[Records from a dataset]
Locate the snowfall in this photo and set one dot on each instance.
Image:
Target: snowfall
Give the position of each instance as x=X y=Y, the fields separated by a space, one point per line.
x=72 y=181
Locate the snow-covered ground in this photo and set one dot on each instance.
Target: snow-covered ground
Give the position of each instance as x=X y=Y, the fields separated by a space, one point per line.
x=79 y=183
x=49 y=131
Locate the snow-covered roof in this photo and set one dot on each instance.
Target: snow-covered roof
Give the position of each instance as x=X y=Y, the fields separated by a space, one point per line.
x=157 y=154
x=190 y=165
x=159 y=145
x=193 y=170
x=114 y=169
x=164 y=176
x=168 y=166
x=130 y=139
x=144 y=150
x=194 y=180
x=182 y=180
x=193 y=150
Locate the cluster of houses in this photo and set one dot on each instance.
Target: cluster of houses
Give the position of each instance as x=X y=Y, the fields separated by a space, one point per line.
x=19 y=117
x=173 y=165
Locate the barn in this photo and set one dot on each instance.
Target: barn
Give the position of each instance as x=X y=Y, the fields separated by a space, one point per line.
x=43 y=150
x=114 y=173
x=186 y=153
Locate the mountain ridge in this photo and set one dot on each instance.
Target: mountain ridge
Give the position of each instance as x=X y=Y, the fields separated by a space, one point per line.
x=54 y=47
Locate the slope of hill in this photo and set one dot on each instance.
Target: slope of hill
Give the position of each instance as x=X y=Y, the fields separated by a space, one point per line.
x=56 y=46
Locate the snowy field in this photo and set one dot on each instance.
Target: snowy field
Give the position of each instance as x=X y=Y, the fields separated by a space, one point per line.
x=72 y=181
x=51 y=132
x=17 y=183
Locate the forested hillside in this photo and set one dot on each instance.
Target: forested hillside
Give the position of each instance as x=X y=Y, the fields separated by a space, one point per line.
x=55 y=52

*Work to complete*.
Format the entries from their first line through the line containing "x=193 y=150" as a Markdown table with the columns Row and Line, giving each row number and its line and omitting any blank lines. Include only those lines.

*Solution to this exercise*.
| Row | Line |
|---|---|
| 1 | Locate the snowfall in this photo and set one dot on each instance. |
| 2 | Image: |
| 3 | Target: snowfall |
| 4 | Give the position of each instance as x=X y=Y, the fields separated by a space, one point per line. |
| 5 | x=72 y=181 |
| 6 | Locate the snow-covered ground in this photo and set one dot on each instance. |
| 7 | Target: snow-covered ground |
| 8 | Give the position of each instance as x=X y=Y, the fields separated by a space, one point per line. |
| 9 | x=79 y=183 |
| 10 | x=49 y=131 |
| 11 | Locate the snow-covered roof in this photo and set one dot on each instance. |
| 12 | Target: snow-covered roof |
| 13 | Give the position of each instance as x=X y=Y, the fields separated by a space, one point per line. |
| 14 | x=157 y=154 |
| 15 | x=190 y=165 |
| 16 | x=159 y=145 |
| 17 | x=193 y=170 |
| 18 | x=114 y=169 |
| 19 | x=164 y=176 |
| 20 | x=168 y=166 |
| 21 | x=130 y=139 |
| 22 | x=144 y=150 |
| 23 | x=194 y=180 |
| 24 | x=182 y=180 |
| 25 | x=193 y=150 |